>> begin Supplied data

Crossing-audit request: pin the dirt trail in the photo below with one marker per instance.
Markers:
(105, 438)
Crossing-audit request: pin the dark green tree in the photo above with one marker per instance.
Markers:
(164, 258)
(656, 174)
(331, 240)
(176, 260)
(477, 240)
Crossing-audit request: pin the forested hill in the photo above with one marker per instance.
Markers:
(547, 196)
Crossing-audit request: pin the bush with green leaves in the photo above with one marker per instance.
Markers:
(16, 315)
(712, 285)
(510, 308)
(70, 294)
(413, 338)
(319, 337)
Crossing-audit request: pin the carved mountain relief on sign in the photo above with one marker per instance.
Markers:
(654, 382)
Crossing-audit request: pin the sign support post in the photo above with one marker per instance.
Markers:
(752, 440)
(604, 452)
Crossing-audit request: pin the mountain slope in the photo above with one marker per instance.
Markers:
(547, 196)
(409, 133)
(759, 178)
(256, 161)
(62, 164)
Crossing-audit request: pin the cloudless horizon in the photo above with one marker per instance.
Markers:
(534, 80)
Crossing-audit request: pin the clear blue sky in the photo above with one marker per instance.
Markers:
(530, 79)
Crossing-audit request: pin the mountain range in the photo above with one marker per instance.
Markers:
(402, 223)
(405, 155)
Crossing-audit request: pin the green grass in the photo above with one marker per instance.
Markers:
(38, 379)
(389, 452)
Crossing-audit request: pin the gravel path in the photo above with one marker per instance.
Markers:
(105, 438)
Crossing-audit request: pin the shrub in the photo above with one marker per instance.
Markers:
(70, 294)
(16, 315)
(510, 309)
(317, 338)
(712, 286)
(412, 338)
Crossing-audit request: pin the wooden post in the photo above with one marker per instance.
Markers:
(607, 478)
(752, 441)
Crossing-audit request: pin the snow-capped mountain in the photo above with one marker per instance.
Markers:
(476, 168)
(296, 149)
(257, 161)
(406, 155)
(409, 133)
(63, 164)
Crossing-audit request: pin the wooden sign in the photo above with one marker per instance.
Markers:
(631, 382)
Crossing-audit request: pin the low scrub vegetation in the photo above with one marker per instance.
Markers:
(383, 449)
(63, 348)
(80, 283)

>> end Supplied data
>> begin Supplied data

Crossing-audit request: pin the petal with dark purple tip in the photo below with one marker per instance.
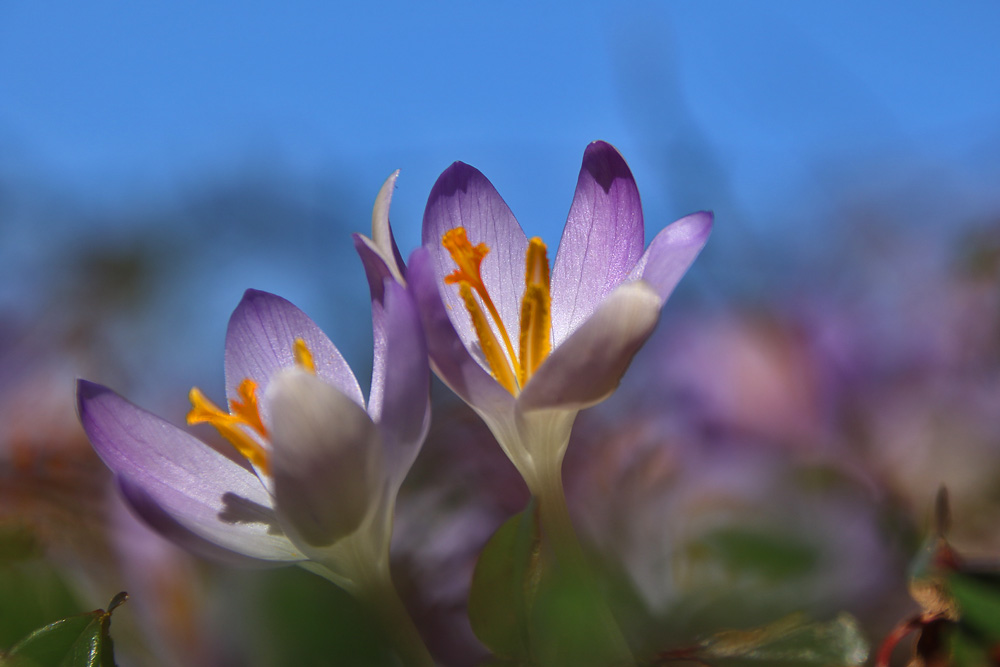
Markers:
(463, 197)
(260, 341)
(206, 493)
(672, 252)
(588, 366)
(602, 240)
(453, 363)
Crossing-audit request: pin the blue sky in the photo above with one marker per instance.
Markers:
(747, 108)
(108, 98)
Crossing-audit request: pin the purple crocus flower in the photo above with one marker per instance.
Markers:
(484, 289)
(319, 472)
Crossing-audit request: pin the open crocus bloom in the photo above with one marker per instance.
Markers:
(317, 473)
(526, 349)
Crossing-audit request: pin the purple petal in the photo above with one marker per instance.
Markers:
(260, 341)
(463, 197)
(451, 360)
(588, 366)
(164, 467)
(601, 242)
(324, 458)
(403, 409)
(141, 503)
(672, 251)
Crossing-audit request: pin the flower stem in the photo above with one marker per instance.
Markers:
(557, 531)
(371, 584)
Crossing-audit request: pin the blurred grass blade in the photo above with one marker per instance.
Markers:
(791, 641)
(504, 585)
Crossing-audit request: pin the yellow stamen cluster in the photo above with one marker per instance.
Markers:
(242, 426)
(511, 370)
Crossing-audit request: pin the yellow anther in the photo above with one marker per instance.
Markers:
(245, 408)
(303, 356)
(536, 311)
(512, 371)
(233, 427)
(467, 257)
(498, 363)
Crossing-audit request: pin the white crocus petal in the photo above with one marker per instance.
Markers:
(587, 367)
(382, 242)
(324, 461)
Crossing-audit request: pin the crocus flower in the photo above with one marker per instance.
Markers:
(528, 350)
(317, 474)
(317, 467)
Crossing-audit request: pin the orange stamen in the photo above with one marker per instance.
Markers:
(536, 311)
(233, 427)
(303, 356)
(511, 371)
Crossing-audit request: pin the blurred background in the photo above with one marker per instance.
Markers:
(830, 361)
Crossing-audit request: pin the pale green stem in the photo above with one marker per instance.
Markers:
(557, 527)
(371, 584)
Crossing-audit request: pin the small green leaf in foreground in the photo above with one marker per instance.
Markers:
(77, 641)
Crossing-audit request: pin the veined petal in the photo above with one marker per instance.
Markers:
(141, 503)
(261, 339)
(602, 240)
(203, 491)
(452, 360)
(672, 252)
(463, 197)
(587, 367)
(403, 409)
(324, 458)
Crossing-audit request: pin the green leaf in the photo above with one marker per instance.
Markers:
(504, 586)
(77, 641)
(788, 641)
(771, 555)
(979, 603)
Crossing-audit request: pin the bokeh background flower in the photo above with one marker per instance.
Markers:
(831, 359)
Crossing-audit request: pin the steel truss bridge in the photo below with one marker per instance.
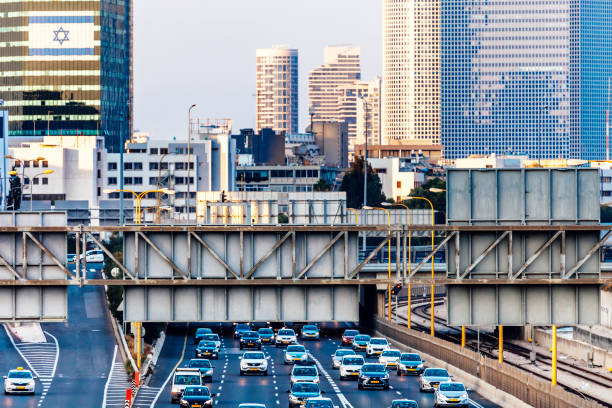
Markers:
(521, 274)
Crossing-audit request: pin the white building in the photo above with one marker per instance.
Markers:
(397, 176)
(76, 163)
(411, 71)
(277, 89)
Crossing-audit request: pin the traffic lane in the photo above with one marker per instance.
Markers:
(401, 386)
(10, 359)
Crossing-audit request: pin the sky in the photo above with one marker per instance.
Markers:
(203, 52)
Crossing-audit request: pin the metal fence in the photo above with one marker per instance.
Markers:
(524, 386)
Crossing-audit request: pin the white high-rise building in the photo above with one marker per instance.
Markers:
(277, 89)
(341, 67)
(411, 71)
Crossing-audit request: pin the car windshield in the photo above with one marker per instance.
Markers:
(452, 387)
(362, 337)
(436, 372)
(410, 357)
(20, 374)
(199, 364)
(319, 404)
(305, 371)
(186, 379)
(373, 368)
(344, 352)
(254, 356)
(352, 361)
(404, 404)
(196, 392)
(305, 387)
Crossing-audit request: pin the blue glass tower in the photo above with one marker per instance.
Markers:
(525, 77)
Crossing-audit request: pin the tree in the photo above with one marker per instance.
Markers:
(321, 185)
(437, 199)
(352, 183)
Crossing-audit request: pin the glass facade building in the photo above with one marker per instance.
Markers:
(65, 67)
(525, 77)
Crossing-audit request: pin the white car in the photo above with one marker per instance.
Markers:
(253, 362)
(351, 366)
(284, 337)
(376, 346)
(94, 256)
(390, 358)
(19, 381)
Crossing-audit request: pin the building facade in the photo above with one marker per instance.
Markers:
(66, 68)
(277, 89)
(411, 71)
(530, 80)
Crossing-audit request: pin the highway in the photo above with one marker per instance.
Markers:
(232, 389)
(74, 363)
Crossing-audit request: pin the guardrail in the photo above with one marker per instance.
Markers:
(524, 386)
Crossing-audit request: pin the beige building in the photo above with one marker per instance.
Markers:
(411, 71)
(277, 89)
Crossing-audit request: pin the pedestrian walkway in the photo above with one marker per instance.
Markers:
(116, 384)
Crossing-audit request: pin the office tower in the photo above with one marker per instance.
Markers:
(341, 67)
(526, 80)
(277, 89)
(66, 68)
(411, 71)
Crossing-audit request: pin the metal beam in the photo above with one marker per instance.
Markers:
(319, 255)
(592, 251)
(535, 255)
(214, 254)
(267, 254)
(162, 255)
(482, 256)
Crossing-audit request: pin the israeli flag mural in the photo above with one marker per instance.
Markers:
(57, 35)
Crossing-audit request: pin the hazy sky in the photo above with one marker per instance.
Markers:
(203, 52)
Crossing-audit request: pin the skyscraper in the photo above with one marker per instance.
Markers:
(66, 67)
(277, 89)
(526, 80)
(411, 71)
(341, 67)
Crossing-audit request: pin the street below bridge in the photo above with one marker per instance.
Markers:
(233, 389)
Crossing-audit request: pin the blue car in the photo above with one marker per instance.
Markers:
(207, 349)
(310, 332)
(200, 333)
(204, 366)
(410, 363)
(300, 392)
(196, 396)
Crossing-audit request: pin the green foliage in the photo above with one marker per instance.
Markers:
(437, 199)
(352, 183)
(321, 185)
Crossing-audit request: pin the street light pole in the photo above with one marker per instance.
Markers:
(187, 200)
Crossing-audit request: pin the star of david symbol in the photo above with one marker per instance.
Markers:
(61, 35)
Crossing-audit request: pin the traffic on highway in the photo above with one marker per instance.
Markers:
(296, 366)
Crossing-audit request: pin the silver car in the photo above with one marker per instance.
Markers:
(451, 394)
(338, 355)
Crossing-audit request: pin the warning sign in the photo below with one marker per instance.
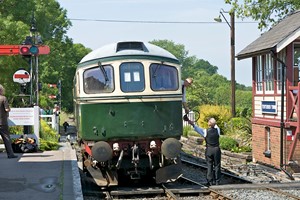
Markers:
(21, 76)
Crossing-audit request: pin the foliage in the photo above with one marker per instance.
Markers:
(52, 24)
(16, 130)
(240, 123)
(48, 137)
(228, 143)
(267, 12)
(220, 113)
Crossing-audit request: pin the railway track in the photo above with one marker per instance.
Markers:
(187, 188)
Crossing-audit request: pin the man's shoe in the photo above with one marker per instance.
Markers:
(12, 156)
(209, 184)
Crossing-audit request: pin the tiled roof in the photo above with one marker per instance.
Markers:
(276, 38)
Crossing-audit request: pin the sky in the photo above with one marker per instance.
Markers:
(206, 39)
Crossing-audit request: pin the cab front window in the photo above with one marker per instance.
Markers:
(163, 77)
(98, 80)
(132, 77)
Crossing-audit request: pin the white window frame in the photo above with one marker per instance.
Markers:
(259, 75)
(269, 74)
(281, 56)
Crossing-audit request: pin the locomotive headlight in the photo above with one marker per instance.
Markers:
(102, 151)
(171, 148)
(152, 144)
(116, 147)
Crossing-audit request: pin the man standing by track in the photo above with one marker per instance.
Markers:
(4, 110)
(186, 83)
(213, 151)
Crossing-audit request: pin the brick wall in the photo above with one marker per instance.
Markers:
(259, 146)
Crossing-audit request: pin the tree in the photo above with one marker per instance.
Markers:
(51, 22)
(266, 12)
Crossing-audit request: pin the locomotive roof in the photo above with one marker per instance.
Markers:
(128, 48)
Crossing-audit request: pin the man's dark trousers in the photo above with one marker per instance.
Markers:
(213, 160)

>> end Supplied data

§ **Task goal**
Which lines in the entries above contain the string "foliage"? Pull out each one, treating case as significant.

§ **The completed task**
Crossing-audit request: pin the green foliage in the photo above with one marker per instance.
Crossing-audit request: pin the foliage in the photo above with one marker per instance.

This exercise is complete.